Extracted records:
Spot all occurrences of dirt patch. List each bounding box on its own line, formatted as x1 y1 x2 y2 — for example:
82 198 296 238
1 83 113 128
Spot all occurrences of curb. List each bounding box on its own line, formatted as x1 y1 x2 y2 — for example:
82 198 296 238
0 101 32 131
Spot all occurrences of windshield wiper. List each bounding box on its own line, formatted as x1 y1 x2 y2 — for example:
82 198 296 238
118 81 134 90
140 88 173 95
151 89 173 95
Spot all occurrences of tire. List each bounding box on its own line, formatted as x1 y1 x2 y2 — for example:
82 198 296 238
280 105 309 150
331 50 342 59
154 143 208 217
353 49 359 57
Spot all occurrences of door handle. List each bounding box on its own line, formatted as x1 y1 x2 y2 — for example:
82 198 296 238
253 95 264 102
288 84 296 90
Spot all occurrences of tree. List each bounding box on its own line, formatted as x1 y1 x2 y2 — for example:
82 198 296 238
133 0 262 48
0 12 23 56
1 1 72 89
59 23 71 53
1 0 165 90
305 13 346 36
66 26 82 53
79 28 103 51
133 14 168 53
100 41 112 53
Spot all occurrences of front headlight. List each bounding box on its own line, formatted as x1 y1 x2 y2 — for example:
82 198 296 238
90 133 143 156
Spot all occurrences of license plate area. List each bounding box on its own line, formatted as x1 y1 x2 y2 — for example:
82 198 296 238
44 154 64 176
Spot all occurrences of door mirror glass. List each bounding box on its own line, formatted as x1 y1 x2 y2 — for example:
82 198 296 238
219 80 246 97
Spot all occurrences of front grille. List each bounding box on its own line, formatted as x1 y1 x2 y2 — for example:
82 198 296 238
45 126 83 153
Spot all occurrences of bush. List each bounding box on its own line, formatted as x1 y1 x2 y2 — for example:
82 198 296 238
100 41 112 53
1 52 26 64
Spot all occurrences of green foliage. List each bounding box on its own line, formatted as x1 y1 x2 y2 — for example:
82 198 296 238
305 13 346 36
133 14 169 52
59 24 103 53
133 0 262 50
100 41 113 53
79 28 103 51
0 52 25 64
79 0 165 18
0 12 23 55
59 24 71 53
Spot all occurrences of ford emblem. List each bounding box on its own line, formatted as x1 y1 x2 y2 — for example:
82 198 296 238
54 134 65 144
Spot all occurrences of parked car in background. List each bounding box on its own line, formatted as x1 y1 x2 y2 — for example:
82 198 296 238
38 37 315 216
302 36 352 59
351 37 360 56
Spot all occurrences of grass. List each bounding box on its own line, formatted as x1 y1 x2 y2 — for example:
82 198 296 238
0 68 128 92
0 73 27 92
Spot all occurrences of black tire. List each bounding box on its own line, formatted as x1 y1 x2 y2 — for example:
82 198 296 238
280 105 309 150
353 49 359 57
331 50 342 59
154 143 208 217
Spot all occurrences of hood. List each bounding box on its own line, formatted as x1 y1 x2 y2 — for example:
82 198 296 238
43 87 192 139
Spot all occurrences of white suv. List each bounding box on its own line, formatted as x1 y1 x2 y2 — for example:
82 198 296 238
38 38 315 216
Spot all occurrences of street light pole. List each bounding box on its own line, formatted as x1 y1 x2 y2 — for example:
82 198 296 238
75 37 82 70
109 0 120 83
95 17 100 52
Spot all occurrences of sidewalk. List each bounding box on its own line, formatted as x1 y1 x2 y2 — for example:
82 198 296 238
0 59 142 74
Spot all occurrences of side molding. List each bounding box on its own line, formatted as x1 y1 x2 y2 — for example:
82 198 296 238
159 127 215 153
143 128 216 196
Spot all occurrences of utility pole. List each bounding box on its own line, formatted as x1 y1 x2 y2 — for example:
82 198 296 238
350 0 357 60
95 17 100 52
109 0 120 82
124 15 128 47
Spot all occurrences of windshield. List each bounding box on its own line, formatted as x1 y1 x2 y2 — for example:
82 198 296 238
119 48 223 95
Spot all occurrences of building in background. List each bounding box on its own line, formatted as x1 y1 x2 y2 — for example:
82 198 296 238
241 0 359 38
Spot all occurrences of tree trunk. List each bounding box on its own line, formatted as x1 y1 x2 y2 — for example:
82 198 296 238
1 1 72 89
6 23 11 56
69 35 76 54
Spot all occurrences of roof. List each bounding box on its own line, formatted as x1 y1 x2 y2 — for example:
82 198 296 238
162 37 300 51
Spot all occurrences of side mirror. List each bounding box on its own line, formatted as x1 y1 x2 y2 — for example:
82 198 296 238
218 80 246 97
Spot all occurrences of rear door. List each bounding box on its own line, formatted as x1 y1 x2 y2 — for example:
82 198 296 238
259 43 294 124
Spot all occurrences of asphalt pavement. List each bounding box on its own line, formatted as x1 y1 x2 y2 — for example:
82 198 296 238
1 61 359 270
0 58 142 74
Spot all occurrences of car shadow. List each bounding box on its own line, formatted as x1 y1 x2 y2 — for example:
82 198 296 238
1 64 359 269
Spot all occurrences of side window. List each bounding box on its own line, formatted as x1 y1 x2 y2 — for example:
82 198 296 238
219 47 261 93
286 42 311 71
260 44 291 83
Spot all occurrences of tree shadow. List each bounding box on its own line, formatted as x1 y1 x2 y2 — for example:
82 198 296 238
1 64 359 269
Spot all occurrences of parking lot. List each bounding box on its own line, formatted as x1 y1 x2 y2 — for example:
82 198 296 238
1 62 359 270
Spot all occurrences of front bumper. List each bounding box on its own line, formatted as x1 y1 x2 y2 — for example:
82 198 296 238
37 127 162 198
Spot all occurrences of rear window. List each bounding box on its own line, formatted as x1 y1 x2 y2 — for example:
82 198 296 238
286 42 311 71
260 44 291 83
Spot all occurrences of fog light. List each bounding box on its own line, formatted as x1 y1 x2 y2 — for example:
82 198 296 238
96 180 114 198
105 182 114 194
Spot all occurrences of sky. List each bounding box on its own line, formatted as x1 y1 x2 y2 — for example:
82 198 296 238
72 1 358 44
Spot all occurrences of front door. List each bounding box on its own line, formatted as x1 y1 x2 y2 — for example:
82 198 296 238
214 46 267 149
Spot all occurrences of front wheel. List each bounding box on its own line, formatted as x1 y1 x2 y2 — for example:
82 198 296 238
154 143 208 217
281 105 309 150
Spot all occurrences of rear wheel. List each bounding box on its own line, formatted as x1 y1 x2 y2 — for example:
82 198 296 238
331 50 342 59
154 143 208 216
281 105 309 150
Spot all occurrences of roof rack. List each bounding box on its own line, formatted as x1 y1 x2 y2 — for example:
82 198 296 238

» **DIRECTIONS FOR THIS TASK**:
Lines that include the word "wheel" are to be extracted from the data above.

» **ANSWER TO THE EXERCISE**:
Spot all occurrences of front wheel. List each bounding box on its own line, formatted as x1 y1 x2 y2 — for example:
Spot all occurrences of rear wheel. List each bounding box on its own line, formatted as x1 y1 x2 y2 — for example:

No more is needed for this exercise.